[Given instruction a] Render the entries that follow the bottom-painting thread as a numbered list, one line per item, with blank lines dropped and the pictures left out.

[Supplied passage]
══════

# bottom painting



## lat38col36 (Nov 30, 2002)

I am planning to sand off 30 years of bottom paint from my Columbia 36 next year and try to fair it for phrf racing. I would like to get the "most bang for the buck" but will want multi season performance from the paint. In the past I have used Pettit "Trinidad" for my San Fransisco bay location with good results. I intend to spray the paint if possible with a conventional pressure pot spray rig. I don''t think you are supposed to sand this paint. My experience is that in jobs like this you usually get 80% of the result with 20% of the work. I don''t think I can afford more than this. Am I way off base here? What should I do to get the best result with the least work and expense?

Thanks 

Capn Jonny 
Columbia 36 Boogiwacket


----------



## paulk (Jun 2, 2000)

We''ve used Micron CSC with good results on the East Coast. Minimal sanding prep, and anti-fouling qualities hold over the winter haulout as well. By painting different colors in different years you can tell how fast it''s wearing. Have fun racing!


----------



## dougc (Oct 23, 2000)

Jonny, using a chemical stripper is so much faster than sanding. You can buy the "marine brand" stuff at $30/gallon or go to KMart and get the same stuff in a different labeled can for much less. You want the stuff that''s jelly-like.

Let it sit for a few minutes and use a plastic scraper to whisk off layers of paint. Because you have so many years of accumulated paint, expect to repeat this process.

Oh, also, lay down a lot of newspaper OR carry a board in your other hand, like a painter''s palette, to deposit the scrapings.

80/20 rule, eh? I subscribe to the Prado (sp?) Principle, too. I think you''re right.

If you''re in the SF area, contact the Berkeley Marine center. Ask ''em how much to spray your bottom, if you do the prepping. About a year ago, they only charged my buddy $150 + cost of paint to shoot his 25'' bottom. You don''t find that many good deals in the marine world, unless you''re shopping at Sailnet! (shameless plug for our host)


----------

══════

[Given instruction b] Set down the part of the bottom-painting thread that runs from "## paulk (Jun" down to "repeat this process.", word for word.

══════

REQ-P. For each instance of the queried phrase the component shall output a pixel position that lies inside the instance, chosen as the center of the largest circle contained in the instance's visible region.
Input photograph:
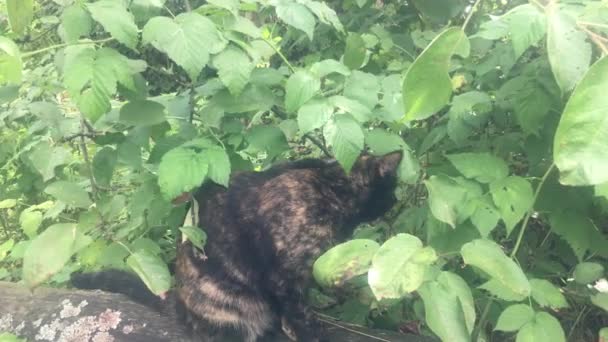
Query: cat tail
(118, 281)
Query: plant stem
(470, 15)
(293, 70)
(59, 46)
(524, 224)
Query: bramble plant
(111, 109)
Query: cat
(264, 233)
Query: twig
(318, 143)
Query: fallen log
(51, 314)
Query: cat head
(374, 180)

══════

[Task solution a]
1. REQ-P. For each instance of the queried phrase the component shall output a pixel position that lies inside the instance, chosen as the center of the largest circle contained in the instance's visible region.
2. Input photograph:
3. Query: cat tail
4. (118, 281)
5. Query: plant stem
6. (470, 15)
7. (293, 70)
8. (59, 46)
9. (524, 224)
10. Query: bramble plant
11. (111, 109)
12. Query: cat
13. (264, 233)
14. Query: twig
15. (318, 143)
16. Query: fallen log
17. (51, 314)
18. Query: cat head
19. (374, 180)

[Task solution b]
## paulk (Jun 2, 2000)

We''ve used Micron CSC with good results on the East Coast. Minimal sanding prep, and anti-fouling qualities hold over the winter haulout as well. By painting different colors in different years you can tell how fast it''s wearing. Have fun racing!


----------



## dougc (Oct 23, 2000)

Jonny, using a chemical stripper is so much faster than sanding. You can buy the "marine brand" stuff at $30/gallon or go to KMart and get the same stuff in a different labeled can for much less. You want the stuff that''s jelly-like.

Let it sit for a few minutes and use a plastic scraper to whisk off layers of paint. Because you have so many years of accumulated paint, expect to repeat this process.